#### YOUR INSTRUCTIONS:
Nothing past the line containing "positive clicks: (1387, 632)" belongs in the output. Copy exactly every line of the data below from the first up to and including it.

(Data entries)
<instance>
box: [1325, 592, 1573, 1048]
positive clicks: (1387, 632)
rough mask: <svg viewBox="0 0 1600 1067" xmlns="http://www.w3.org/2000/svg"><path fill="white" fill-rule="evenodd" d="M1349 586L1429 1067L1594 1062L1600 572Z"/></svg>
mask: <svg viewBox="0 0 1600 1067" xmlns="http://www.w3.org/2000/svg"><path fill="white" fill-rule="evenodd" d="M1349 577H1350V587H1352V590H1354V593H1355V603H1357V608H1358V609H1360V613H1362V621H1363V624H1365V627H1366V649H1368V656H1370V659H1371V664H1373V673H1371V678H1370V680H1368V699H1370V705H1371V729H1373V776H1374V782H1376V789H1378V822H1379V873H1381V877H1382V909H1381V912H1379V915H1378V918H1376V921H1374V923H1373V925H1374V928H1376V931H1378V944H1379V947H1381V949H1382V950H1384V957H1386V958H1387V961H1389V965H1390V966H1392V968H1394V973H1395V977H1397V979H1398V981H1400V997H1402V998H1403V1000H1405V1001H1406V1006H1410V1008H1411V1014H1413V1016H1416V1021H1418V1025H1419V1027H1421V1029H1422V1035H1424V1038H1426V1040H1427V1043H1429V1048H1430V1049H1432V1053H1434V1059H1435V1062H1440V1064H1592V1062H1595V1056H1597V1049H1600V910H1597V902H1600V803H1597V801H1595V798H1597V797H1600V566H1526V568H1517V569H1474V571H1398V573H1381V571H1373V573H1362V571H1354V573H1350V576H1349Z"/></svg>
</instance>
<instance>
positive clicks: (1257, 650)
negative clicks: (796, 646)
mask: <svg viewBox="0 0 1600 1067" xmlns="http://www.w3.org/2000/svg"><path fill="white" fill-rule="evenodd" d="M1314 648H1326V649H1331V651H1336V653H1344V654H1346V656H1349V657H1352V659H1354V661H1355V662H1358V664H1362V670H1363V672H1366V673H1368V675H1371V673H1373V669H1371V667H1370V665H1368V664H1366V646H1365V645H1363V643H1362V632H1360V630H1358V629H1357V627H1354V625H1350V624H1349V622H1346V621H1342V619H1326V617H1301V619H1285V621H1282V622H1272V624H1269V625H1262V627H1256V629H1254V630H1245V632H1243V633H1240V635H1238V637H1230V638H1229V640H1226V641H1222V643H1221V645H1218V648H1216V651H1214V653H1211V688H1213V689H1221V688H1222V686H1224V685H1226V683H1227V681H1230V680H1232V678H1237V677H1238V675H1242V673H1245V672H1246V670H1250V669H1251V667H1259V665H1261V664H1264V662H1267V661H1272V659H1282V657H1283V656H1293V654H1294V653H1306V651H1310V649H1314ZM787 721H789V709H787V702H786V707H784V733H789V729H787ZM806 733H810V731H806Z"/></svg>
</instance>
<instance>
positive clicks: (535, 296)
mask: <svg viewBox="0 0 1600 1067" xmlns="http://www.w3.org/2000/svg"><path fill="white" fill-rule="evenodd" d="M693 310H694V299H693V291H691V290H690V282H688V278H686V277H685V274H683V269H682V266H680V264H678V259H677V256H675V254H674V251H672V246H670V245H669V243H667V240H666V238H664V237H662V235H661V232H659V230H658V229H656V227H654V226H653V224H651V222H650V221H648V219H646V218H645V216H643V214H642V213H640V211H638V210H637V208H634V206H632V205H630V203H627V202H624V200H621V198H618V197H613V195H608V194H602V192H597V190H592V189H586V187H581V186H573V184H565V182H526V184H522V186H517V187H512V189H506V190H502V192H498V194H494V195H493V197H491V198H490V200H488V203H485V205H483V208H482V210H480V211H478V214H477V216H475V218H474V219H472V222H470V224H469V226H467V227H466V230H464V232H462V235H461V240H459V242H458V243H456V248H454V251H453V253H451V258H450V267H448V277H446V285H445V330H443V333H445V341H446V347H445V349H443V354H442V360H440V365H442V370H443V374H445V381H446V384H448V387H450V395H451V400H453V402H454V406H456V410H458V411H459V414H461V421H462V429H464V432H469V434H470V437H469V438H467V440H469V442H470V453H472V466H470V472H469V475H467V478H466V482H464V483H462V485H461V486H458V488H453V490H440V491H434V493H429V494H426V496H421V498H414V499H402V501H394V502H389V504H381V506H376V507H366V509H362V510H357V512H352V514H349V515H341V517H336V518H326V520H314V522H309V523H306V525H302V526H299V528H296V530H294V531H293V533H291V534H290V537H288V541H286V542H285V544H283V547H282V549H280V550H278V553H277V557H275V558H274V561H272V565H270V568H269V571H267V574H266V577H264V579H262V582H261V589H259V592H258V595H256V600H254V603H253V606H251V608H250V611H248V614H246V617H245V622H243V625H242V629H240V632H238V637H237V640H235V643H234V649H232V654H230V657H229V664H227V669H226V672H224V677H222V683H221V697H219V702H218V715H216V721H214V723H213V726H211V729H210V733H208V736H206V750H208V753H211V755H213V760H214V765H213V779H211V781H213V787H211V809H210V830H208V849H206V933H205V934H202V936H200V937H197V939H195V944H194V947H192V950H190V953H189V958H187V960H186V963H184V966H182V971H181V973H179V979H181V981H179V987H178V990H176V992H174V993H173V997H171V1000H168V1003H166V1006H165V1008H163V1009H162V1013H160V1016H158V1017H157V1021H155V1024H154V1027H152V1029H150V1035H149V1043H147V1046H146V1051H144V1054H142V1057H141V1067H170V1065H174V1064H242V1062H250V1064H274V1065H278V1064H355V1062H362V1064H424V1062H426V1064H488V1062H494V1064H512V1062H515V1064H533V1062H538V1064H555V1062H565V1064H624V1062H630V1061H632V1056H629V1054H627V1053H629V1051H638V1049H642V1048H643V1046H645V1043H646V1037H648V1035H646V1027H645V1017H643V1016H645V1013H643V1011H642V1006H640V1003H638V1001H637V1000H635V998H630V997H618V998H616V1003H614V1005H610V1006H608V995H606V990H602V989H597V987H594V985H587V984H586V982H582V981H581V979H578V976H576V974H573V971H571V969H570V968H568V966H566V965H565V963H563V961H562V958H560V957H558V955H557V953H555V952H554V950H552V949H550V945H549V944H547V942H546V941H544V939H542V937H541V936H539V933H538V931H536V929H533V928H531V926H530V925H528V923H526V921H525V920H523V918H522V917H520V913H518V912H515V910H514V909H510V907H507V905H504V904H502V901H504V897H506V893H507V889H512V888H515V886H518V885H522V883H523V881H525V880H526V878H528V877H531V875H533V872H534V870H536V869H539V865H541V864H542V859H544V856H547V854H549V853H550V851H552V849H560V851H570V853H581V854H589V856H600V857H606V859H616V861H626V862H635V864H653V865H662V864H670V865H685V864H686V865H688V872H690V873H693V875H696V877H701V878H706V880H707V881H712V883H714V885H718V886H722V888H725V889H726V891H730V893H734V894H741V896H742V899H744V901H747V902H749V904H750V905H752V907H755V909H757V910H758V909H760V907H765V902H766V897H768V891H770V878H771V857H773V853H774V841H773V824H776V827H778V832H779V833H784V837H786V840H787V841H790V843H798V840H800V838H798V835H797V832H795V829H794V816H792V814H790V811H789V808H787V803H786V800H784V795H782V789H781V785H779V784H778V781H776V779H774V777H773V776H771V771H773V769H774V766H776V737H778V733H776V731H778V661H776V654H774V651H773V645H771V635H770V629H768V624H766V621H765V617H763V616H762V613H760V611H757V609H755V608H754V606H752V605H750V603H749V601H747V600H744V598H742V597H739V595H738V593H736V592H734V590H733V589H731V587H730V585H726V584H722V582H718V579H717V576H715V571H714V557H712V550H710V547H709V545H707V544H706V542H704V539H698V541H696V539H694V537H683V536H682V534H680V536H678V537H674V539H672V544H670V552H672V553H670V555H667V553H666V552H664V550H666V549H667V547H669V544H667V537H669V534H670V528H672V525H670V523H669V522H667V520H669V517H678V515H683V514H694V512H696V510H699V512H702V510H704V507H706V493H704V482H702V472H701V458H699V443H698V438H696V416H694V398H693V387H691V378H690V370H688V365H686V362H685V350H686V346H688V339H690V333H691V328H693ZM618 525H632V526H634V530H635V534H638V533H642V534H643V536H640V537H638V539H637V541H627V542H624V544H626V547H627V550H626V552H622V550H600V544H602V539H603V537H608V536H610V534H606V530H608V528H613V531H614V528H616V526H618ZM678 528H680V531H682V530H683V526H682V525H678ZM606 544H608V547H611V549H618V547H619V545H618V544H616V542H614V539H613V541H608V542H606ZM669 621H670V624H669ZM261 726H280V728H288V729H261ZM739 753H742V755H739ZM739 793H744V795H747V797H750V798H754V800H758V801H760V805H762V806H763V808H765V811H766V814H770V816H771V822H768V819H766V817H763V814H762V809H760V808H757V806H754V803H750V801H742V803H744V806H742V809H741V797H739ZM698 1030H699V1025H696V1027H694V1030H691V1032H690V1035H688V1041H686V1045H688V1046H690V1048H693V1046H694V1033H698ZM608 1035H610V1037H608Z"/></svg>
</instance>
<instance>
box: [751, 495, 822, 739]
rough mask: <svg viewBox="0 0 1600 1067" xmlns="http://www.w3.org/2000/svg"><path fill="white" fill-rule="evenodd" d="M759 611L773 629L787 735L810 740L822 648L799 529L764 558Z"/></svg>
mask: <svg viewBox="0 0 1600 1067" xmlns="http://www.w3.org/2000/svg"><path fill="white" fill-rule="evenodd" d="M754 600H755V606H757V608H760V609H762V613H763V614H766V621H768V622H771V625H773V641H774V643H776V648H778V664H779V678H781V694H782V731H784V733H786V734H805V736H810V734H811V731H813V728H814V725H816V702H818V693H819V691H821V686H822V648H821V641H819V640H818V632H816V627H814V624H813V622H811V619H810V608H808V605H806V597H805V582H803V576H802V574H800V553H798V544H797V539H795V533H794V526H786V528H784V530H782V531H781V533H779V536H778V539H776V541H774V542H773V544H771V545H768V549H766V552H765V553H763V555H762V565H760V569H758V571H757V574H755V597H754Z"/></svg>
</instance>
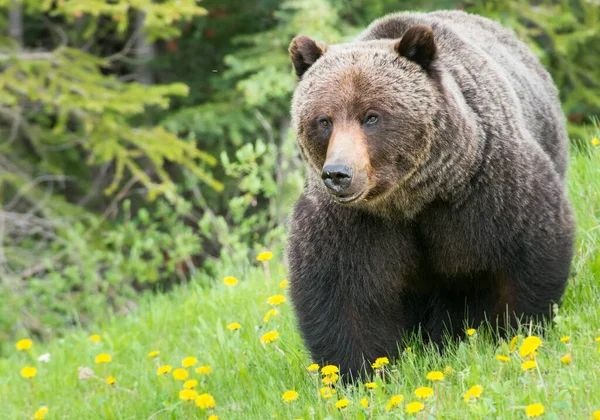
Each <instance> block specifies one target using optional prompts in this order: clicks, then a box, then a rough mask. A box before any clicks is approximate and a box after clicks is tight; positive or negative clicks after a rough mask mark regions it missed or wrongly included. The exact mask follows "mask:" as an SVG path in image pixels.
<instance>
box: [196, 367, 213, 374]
mask: <svg viewBox="0 0 600 420" xmlns="http://www.w3.org/2000/svg"><path fill="white" fill-rule="evenodd" d="M211 372H212V369H211V368H210V366H208V365H206V366H198V367H197V368H196V373H199V374H200V375H210V373H211Z"/></svg>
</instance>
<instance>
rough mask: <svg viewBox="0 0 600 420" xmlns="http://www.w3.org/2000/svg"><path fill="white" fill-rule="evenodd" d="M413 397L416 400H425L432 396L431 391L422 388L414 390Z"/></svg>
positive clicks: (428, 388)
mask: <svg viewBox="0 0 600 420" xmlns="http://www.w3.org/2000/svg"><path fill="white" fill-rule="evenodd" d="M415 395H416V396H417V398H421V399H427V398H429V397H431V396H432V395H433V389H431V388H429V387H428V386H422V387H421V388H417V389H415Z"/></svg>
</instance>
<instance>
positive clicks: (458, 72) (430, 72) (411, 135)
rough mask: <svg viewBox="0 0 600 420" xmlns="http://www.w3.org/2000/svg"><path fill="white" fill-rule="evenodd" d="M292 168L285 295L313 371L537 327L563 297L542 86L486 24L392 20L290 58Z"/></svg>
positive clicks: (522, 57)
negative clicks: (291, 109)
mask: <svg viewBox="0 0 600 420" xmlns="http://www.w3.org/2000/svg"><path fill="white" fill-rule="evenodd" d="M289 52H290V55H291V60H292V63H293V66H294V69H295V72H296V74H297V77H298V84H297V87H296V91H295V93H294V97H293V102H292V111H291V113H292V121H293V127H294V130H295V132H296V136H297V142H298V146H299V150H300V153H301V155H302V157H303V160H304V161H305V162H306V164H307V179H306V186H305V189H304V192H303V194H302V196H301V197H300V199H299V200H298V202H297V203H296V205H295V208H294V211H293V215H292V217H291V230H290V238H289V244H288V257H289V266H290V267H289V268H290V273H289V275H290V288H291V289H290V290H291V298H292V302H293V306H294V309H295V312H296V314H297V317H298V321H299V327H300V331H301V333H302V335H303V338H304V341H305V343H306V345H307V347H308V349H309V350H310V352H311V354H312V357H313V359H314V360H315V361H316V362H319V363H326V364H335V365H339V366H340V370H341V372H342V373H343V374H346V375H347V376H349V374H350V375H352V376H354V375H356V374H359V373H363V372H368V370H369V368H370V362H372V361H373V360H374V359H375V358H377V357H381V356H388V357H393V356H394V355H396V356H397V355H398V348H399V346H401V345H402V343H403V341H404V339H405V338H406V337H407V336H408V335H409V334H410V333H413V332H415V331H420V332H421V334H422V337H424V338H425V340H426V341H427V342H432V343H435V344H437V345H438V346H440V347H441V346H443V343H444V342H445V341H446V337H460V336H461V335H462V334H463V331H464V330H465V328H471V327H474V328H476V327H478V326H479V325H481V324H482V323H485V325H490V324H491V325H493V326H494V328H492V330H493V331H507V330H509V329H510V328H513V327H515V326H517V325H518V323H519V322H528V321H533V320H543V319H544V318H547V316H548V315H549V314H550V313H551V310H552V306H553V304H555V303H559V301H560V299H561V296H562V295H563V292H564V289H565V286H566V283H567V280H568V276H569V272H570V263H571V258H572V250H573V236H574V222H573V216H572V211H571V207H570V204H569V202H568V199H567V195H566V191H565V171H566V166H567V157H568V156H567V135H566V132H565V124H564V118H563V115H562V113H561V108H560V104H559V101H558V99H557V90H556V88H555V86H554V84H553V82H552V79H551V77H550V76H549V74H548V73H547V72H546V71H545V70H544V68H543V67H542V66H541V64H540V63H539V62H538V60H537V59H536V57H535V56H534V55H533V53H532V52H531V51H530V50H529V49H528V48H527V47H526V46H525V45H524V44H523V43H522V42H520V41H519V40H517V39H516V38H515V37H514V36H513V35H512V34H511V33H510V32H509V31H507V30H506V29H504V28H502V27H501V26H500V25H499V24H497V23H494V22H492V21H490V20H488V19H485V18H482V17H479V16H475V15H470V14H467V13H463V12H456V11H441V12H434V13H424V14H422V13H399V14H392V15H389V16H387V17H384V18H382V19H380V20H377V21H375V22H374V23H372V24H371V25H370V26H369V27H368V28H367V29H366V30H365V31H364V32H363V33H362V34H361V35H360V36H358V38H357V39H356V40H355V41H353V42H350V43H347V44H341V45H333V46H328V45H326V44H325V43H321V42H316V41H314V40H312V39H311V38H309V37H306V36H298V37H296V38H295V39H294V40H293V41H292V42H291V45H290V48H289Z"/></svg>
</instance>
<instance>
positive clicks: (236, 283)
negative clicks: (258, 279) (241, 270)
mask: <svg viewBox="0 0 600 420" xmlns="http://www.w3.org/2000/svg"><path fill="white" fill-rule="evenodd" d="M223 284H224V285H225V286H231V287H233V286H235V285H236V284H238V280H237V279H236V278H235V277H231V276H228V277H224V278H223Z"/></svg>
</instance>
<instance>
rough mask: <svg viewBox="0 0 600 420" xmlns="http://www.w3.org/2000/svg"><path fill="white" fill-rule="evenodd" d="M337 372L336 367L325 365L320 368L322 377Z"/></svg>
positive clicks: (336, 367)
mask: <svg viewBox="0 0 600 420" xmlns="http://www.w3.org/2000/svg"><path fill="white" fill-rule="evenodd" d="M339 371H340V370H339V369H338V367H337V366H336V365H327V366H323V367H322V368H321V374H322V375H331V374H332V373H339Z"/></svg>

#### OUTPUT:
<instance>
box: [1325, 592, 1573, 1048]
positive clicks: (1387, 632)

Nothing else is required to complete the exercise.